--- Begin SOURCE EXTRACT ---

Thursday, January 9, 2020

US Senate passes resolution urging sanctions on De Lima jailers

The US Senate has passed a resolution condemning the continued detention of Sen. Leila De Lima and that also calls on US President Donald Trump to impose sanctions on government officials linked to her arrest and detention.

Senate Resolution 142, entitled "A resolution condemning the Government of the Philippines for its continued detention of Senator Leila De Lima, calling for her immediate release, and for other purposes" was submitted by Senator Ed Markey in April 2019 and was passed "with an amendment and an amended preamble by Voice Vote," according the website of the US Senate. Invoking the Global Magnitsky Act, the resolution also calls for sanctions for "members of the security forces and officials of the Government of the Philippines responsible for extrajudicial killings" and calls for the Philippine government to free De Lima from what the Senate recognized as "a wrongful detention."

--- End SOURCE EXTRACT ---
--- Begin STORED RECORDS ---

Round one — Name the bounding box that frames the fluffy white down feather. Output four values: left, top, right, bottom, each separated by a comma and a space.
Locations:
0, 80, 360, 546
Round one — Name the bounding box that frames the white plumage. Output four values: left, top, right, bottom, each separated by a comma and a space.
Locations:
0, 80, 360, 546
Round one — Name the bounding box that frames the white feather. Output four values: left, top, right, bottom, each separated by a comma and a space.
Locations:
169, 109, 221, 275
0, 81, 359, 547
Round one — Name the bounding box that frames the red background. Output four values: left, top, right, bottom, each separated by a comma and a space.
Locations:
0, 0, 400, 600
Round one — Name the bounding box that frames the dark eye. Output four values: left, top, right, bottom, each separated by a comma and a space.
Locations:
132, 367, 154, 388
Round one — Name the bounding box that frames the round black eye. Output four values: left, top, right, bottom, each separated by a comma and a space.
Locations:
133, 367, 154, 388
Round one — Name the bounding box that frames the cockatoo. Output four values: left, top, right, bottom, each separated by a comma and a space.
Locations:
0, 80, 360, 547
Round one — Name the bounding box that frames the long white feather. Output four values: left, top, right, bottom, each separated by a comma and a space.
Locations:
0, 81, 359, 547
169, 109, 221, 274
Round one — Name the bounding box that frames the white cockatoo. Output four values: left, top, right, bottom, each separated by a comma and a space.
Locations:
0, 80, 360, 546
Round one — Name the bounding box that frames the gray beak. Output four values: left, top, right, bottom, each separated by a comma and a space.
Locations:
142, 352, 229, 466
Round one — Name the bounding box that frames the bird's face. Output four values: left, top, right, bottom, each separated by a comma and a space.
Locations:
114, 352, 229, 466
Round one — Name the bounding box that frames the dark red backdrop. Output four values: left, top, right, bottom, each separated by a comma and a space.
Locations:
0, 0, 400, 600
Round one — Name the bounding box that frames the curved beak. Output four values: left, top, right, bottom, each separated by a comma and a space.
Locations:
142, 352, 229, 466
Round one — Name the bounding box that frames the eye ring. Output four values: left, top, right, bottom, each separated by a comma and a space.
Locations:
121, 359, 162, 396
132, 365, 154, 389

--- End STORED RECORDS ---

[TASKS FOR THIS EXERCISE]
A: Could you transcribe the De Lima resolution article, starting at the words "Thursday, January 9, 2020" and stopping after "arrest and detention."?
B: Can you go on with the news report on the US Senate's De Lima resolution from where it stops?

[RESULTS OF THE EXERCISE]
A:
Thursday, January 9, 2020

US Senate passes resolution urging sanctions on De Lima jailers

The US Senate has passed a resolution condemning the continued detention of Sen. Leila De Lima and that also calls on US President Donald Trump to impose sanctions on government officials linked to her arrest and detention.

B:
Simple resolutions express the sense of a chamber of Congress. They do not require the president's signature and do not have the force of law. Included in the language of the resolution is a provision calling "on the President of the United States to impose sanctions pursuant to the Global Magnitsky Human Rights Accountability Act" on "members of the security forces and officials of the Government of the Philippines responsible for extrajudicial killings and...officials of the Government of the Philippines responsible for orchestrating the arrest and prolonged detention of Senator De Lima." The Global Magnitsky Act gives the US executive branch the authority to impose travel restrictions and financial penalties on those deemed to be human rights violators anywhere in the world.

The penalties called for in the resolution include the barring of entry and the freezing of assets of De Lima's detainers. The US Senate is also calling on the executive branch to make sure that assistance provided to the Philippine National Police "is fully consistent with the human rights conditions mandated" in the US Arms Export Control Act and Foreign Assistance Act of 1961.

The US Senate, in its resolution, also urges the Phiippine government "to recognize the importance of human rights defenders and their work and allow them to operate freely without fear of reprisal" and "to guarantee the right to the freedom of the press, and to drop all the charges against Maria Ressa and Rappler." The government has treated similar calls as a form of meddling in Philippine affairs and says these are based on political propaganda against the Duterte administration.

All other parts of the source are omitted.